** START OF LISTED ENTRIES **

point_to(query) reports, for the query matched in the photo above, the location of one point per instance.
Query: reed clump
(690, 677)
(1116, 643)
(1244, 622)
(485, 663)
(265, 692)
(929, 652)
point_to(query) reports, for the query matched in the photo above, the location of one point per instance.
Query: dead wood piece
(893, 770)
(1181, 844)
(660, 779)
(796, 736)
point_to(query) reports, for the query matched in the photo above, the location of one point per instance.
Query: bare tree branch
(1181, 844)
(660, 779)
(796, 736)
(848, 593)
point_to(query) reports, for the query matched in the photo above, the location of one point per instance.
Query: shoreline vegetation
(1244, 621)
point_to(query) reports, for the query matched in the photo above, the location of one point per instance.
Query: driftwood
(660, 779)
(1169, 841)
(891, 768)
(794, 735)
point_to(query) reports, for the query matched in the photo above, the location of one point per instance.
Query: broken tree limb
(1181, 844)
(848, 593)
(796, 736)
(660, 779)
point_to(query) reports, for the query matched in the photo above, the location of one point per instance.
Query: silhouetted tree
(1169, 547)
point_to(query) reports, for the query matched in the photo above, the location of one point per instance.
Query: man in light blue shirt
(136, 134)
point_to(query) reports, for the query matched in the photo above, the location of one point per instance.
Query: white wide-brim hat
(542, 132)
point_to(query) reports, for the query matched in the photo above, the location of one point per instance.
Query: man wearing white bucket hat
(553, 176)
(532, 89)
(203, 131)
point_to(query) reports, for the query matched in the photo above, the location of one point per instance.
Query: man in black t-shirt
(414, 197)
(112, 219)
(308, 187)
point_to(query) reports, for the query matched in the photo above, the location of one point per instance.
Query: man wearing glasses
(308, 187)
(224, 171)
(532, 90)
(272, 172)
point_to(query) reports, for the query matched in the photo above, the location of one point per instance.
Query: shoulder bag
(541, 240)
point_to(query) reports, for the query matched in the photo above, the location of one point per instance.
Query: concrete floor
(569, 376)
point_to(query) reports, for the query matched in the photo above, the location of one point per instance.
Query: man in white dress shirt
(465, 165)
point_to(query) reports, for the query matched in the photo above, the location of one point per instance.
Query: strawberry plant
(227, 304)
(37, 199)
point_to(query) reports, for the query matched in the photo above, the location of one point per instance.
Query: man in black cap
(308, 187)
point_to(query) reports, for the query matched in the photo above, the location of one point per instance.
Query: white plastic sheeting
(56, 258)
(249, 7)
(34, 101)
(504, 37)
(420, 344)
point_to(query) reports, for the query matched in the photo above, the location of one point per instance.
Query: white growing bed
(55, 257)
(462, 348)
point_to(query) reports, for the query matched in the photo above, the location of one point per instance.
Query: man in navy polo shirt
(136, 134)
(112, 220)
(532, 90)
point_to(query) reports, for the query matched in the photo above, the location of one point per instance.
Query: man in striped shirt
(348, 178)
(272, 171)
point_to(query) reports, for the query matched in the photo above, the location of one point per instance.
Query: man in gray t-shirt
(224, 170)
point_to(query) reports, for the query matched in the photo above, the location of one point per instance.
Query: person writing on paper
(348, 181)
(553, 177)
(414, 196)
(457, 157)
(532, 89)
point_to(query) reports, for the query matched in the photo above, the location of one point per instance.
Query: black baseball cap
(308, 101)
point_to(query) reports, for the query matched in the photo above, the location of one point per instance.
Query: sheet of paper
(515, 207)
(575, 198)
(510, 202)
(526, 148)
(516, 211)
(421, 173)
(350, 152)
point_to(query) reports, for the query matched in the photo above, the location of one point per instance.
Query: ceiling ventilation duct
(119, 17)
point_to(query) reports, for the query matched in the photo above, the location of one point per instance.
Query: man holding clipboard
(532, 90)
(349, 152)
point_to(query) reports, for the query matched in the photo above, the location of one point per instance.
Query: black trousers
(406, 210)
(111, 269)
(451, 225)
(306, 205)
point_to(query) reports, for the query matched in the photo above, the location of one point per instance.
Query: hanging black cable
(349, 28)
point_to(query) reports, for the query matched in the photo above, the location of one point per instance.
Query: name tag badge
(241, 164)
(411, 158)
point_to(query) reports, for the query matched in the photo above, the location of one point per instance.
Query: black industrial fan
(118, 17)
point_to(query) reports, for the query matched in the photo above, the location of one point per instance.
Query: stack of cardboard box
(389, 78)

** END OF LISTED ENTRIES **

- WORK INSTRUCTIONS: Reproduce word for word the stretch of rows from the very first row through the line that contains "(1169, 547)".

- EXERCISE RESPONSE:
point_to(query) reports, for the query matched in the photo above, the location of one point per instance.
Query: reed clump
(690, 677)
(1116, 643)
(1244, 622)
(485, 663)
(265, 692)
(929, 652)
point_to(query) reports, for the query matched in the photo above, the location of one point per instance.
Query: dead wood piece
(893, 770)
(1181, 844)
(660, 779)
(796, 736)
point_to(query) reports, for the query matched in the photo above, the location of one point per instance.
Query: bare tree branch
(1181, 844)
(660, 779)
(796, 736)
(848, 593)
point_to(query) reports, for the query matched in the photo above, the location of one point per instance.
Query: shoreline vegetation
(1244, 621)
point_to(query) reports, for the query matched in the photo above, the location of one point per instance.
Query: driftwood
(660, 779)
(1169, 841)
(891, 768)
(794, 735)
point_to(query) reports, for the query matched in the photo above, the location of one point per instance.
Query: broken tree limb
(1181, 844)
(848, 593)
(796, 736)
(660, 779)
point_to(query) reports, for the query matched in the photo above, the location of one point per instance.
Query: silhouetted tree
(1169, 547)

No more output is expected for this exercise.